Please return every line of the rows below that holds the word "white", one line per match.

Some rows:
— Start —
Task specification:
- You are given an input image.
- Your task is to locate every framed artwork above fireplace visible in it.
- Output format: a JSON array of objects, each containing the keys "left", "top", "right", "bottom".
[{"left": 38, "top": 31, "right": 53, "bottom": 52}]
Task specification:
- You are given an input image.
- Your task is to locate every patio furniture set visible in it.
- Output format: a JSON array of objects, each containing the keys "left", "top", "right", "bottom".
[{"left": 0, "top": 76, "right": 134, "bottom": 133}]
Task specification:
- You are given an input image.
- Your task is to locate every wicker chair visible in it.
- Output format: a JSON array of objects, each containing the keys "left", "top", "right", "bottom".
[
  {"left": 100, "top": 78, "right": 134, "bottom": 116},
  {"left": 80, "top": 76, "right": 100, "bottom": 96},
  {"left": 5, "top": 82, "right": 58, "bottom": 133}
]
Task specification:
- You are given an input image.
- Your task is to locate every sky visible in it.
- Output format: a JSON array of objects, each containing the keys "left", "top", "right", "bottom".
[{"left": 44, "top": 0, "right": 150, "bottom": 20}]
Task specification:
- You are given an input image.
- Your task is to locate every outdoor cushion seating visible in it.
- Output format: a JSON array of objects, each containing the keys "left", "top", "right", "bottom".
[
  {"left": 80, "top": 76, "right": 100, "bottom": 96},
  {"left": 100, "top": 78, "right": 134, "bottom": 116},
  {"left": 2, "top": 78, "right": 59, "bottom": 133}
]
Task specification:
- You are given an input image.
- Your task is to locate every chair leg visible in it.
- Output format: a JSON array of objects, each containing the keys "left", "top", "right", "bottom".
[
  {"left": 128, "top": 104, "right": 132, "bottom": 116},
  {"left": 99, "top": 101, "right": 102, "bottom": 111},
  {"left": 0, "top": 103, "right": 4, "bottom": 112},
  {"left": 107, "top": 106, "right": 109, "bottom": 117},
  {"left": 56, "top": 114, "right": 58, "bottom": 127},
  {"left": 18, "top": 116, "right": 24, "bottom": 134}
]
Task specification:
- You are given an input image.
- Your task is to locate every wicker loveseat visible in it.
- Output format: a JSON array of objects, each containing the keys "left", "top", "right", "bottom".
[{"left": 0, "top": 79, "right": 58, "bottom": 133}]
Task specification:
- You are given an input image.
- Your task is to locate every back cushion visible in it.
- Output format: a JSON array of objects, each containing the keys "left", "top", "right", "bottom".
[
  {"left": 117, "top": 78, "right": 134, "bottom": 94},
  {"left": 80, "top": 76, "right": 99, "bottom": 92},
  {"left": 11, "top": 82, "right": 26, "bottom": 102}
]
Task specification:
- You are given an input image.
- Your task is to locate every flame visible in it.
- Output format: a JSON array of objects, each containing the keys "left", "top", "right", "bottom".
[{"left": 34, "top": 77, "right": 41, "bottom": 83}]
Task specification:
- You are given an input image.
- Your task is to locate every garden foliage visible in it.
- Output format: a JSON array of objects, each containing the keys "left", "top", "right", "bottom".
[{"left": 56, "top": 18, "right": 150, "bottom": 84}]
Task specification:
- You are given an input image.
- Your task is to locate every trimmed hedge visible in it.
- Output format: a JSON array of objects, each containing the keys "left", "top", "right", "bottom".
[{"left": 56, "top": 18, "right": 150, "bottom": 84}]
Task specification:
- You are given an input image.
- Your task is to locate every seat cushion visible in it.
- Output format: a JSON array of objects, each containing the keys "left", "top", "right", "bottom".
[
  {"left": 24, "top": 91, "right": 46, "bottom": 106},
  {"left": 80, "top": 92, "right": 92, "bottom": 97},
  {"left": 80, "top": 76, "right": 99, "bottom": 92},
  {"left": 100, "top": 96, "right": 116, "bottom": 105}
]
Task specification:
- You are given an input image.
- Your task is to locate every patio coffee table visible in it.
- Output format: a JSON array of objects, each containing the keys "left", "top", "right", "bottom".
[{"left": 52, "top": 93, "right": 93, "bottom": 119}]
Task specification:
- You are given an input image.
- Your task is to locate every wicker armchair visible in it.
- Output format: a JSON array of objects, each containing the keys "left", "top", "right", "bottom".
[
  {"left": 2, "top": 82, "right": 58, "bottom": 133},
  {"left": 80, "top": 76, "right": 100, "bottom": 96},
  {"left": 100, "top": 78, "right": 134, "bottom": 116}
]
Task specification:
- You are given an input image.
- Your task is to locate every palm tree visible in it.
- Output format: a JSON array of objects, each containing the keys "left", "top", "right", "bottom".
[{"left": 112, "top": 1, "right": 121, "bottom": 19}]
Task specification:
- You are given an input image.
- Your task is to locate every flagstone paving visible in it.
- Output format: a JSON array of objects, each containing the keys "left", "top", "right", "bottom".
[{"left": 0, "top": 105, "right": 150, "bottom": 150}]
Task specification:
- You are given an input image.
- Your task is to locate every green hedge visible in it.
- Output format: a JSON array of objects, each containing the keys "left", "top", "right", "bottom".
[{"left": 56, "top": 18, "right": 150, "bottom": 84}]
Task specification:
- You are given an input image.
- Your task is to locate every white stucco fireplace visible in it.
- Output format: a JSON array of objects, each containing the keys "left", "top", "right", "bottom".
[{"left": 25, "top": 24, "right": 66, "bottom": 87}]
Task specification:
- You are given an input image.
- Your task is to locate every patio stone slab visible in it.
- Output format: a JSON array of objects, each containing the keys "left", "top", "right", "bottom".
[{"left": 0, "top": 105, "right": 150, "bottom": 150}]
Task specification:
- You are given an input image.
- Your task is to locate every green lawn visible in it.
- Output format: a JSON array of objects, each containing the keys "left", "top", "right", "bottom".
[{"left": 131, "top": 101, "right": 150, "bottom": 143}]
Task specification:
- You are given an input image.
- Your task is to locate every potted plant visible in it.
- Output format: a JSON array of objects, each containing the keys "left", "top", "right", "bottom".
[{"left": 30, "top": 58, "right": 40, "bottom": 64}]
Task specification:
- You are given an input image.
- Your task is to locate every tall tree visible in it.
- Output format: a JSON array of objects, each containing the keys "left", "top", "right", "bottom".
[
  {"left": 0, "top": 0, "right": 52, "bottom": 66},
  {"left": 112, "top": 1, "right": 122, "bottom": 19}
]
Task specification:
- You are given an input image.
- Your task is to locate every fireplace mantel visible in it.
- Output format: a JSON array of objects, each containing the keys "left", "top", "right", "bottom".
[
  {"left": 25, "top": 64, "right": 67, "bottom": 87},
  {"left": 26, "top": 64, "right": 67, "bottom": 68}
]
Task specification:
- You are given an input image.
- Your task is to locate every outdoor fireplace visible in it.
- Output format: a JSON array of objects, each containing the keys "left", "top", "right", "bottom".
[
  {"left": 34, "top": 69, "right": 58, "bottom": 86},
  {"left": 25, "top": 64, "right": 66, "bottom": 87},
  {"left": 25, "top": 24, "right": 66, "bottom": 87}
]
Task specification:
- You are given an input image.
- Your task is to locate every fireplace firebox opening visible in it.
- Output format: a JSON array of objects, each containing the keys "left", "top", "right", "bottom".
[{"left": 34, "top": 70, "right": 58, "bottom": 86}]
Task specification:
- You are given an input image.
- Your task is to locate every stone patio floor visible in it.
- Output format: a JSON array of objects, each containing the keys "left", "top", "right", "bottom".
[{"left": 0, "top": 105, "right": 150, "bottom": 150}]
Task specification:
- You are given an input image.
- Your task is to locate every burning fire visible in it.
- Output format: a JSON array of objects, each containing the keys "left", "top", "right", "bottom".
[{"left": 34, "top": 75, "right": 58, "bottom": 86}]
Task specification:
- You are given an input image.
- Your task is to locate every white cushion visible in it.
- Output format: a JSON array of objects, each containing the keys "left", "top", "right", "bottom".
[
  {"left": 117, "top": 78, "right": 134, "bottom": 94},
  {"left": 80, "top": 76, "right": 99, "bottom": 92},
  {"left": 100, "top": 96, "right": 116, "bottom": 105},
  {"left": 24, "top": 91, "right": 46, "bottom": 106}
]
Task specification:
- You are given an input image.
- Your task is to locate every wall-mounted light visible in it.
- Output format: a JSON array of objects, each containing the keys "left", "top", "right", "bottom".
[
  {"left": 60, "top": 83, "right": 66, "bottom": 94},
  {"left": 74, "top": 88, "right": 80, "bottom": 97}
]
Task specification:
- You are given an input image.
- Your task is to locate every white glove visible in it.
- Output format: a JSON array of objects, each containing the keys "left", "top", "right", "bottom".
— End —
• [THE REPLY]:
- Your task is to locate every white stucco fireplace visible in it.
- Your task is to locate every white cushion visible in it.
- Your task is to locate every white glove visible in it.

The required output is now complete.